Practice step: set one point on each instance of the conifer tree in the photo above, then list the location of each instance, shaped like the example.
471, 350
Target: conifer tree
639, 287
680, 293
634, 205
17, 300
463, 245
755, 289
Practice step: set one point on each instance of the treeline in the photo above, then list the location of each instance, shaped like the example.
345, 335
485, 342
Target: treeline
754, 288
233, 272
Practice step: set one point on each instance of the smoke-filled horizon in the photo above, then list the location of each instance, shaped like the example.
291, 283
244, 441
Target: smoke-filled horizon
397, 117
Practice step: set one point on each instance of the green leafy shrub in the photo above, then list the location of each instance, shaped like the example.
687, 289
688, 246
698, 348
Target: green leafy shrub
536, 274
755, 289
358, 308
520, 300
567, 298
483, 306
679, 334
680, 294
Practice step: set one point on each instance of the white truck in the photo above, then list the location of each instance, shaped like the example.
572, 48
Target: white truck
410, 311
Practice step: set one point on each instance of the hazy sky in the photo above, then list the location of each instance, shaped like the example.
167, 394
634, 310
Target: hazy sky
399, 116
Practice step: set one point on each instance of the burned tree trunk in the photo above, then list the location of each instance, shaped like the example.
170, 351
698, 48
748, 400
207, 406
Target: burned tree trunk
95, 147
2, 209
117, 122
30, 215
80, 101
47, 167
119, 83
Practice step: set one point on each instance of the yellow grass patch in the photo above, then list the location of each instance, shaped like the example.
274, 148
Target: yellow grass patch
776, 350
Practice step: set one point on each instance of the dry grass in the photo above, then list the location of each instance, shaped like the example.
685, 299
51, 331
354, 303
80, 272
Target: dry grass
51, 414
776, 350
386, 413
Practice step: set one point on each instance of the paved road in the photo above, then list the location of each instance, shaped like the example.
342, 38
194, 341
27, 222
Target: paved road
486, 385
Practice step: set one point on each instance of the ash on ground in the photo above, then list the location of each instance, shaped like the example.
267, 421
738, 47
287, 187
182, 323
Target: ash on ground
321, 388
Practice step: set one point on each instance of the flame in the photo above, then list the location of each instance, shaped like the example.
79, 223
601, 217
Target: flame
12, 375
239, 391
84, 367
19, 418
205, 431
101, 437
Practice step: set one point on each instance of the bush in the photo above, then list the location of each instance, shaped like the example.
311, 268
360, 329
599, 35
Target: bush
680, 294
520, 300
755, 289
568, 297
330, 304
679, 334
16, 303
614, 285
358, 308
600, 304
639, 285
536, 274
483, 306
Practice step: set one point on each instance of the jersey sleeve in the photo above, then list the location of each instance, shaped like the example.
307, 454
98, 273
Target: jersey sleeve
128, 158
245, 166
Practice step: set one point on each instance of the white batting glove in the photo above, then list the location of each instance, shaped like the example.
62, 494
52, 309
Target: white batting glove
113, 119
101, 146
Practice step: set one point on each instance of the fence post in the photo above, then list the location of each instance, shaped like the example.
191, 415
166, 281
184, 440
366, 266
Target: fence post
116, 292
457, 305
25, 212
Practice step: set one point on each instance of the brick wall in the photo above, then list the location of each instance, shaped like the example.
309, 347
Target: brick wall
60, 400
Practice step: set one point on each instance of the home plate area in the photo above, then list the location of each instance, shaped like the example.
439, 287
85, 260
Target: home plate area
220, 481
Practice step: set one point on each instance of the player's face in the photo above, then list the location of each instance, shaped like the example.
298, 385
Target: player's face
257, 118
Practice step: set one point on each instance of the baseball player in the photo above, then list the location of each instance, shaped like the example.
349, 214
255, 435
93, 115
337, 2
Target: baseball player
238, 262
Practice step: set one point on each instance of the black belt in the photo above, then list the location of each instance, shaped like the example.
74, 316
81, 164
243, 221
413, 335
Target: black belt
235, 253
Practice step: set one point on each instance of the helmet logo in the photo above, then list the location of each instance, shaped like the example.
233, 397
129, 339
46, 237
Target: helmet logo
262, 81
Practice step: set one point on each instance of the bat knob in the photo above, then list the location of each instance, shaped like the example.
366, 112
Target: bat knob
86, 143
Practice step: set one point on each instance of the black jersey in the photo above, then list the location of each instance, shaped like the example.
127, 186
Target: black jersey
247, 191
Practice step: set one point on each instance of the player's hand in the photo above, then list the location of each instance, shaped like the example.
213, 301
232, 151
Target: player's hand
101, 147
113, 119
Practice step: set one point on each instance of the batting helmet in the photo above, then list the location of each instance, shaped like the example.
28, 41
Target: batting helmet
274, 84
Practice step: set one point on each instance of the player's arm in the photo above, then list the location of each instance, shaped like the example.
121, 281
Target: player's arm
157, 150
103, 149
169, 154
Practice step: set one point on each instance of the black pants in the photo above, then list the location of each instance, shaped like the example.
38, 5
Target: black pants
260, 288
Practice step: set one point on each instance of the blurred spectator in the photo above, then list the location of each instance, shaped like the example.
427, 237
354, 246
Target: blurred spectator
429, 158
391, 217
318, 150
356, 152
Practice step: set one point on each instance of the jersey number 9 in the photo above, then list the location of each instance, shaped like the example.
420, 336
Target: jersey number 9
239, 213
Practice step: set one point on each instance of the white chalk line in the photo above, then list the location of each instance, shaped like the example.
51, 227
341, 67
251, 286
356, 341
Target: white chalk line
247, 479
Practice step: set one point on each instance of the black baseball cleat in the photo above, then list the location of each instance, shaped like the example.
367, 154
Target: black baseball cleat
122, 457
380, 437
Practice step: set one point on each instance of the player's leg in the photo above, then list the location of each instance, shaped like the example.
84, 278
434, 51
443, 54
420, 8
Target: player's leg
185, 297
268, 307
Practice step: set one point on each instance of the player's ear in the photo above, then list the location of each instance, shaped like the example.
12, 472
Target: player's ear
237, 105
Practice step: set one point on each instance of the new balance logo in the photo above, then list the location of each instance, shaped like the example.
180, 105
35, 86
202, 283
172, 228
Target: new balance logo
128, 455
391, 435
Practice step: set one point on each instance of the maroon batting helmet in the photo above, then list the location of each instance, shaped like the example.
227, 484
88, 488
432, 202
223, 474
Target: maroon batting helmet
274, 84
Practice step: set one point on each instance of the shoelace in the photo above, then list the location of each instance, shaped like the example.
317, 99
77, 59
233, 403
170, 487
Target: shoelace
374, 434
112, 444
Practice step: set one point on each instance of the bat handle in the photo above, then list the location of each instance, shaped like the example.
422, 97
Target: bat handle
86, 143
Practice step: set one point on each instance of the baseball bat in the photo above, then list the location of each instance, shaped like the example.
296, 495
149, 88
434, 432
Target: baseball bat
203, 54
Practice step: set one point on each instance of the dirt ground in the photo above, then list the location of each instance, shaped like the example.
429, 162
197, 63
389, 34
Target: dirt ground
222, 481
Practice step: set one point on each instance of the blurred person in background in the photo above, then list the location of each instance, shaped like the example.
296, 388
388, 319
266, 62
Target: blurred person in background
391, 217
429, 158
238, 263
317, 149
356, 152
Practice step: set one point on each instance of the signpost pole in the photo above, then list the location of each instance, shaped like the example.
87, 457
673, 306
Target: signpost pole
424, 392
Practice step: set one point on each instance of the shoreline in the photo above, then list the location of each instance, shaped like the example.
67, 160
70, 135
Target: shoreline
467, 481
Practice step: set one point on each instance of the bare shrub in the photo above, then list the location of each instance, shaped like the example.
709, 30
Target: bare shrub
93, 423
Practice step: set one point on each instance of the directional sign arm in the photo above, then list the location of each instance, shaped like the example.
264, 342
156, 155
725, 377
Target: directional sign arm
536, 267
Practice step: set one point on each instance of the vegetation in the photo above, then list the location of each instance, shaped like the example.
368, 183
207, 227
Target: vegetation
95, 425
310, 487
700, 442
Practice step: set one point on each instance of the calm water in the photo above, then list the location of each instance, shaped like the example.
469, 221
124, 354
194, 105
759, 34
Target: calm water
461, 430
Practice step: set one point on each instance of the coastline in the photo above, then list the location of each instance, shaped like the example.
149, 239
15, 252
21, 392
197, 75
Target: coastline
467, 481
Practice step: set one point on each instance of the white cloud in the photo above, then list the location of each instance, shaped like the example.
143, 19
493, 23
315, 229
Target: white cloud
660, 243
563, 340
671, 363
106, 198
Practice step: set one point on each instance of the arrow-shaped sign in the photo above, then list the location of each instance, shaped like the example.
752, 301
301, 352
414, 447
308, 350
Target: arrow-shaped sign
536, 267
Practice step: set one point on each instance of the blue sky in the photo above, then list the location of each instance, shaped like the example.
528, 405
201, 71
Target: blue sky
────────
_Task item_
The listing above holds a line with "Target: helmet logo" and a line with "the black baseball". Print the stretch from the first through the second, exactly and alone.

_Task response_
Target: helmet logo
262, 81
Practice step: set one point on each instance of the bat knob in the photo above, then list the location of each instance, shaped like the example.
366, 112
Target: bat knob
86, 143
Practice step: set one point on each instance of the black jersey in the photo above, then list the location of each instance, shaped like the example.
127, 186
Target: black jersey
247, 191
Practice step: set one point on each instance of the player's hand in the photo above, then list the location of each instance, shaped like the example.
213, 301
232, 151
Target: player's hand
101, 147
113, 119
Practice step: set one point on each instance of the batting helmet in the photo above, then list the location of each instance, shaped like the example.
28, 41
Target: batting helmet
274, 84
Practice step: set one point on each instance of the player's arm in the photo above, then list the location of each instance, shaped like the example.
121, 281
Target: player's arm
157, 150
103, 149
169, 154
Practice step: set one point on each instance of the black pants in the photo above, then list the location of each instance, shaped like the example.
38, 5
Target: black pants
260, 288
Practice step: set one point on each instance of the blurred spectator in the photo above, then list the location of each instance, shaped like the example.
427, 237
354, 246
Target: blurred spectator
429, 158
391, 217
318, 150
356, 152
Practice step: set one point on each instance of the jersey number 9 in the photo above, then list the location of each instance, shaped like the example.
420, 336
Target: jersey number 9
239, 213
Practice step: set one point on each instance of the white chalk line in the photo above, then list the location of each instance, shaped like the example.
51, 227
341, 67
251, 286
356, 341
Target: white chalk line
247, 479
Practice step: set one point on each instance of the black baseball cleat in the photo above, then list the location of each instance, shaped like the example.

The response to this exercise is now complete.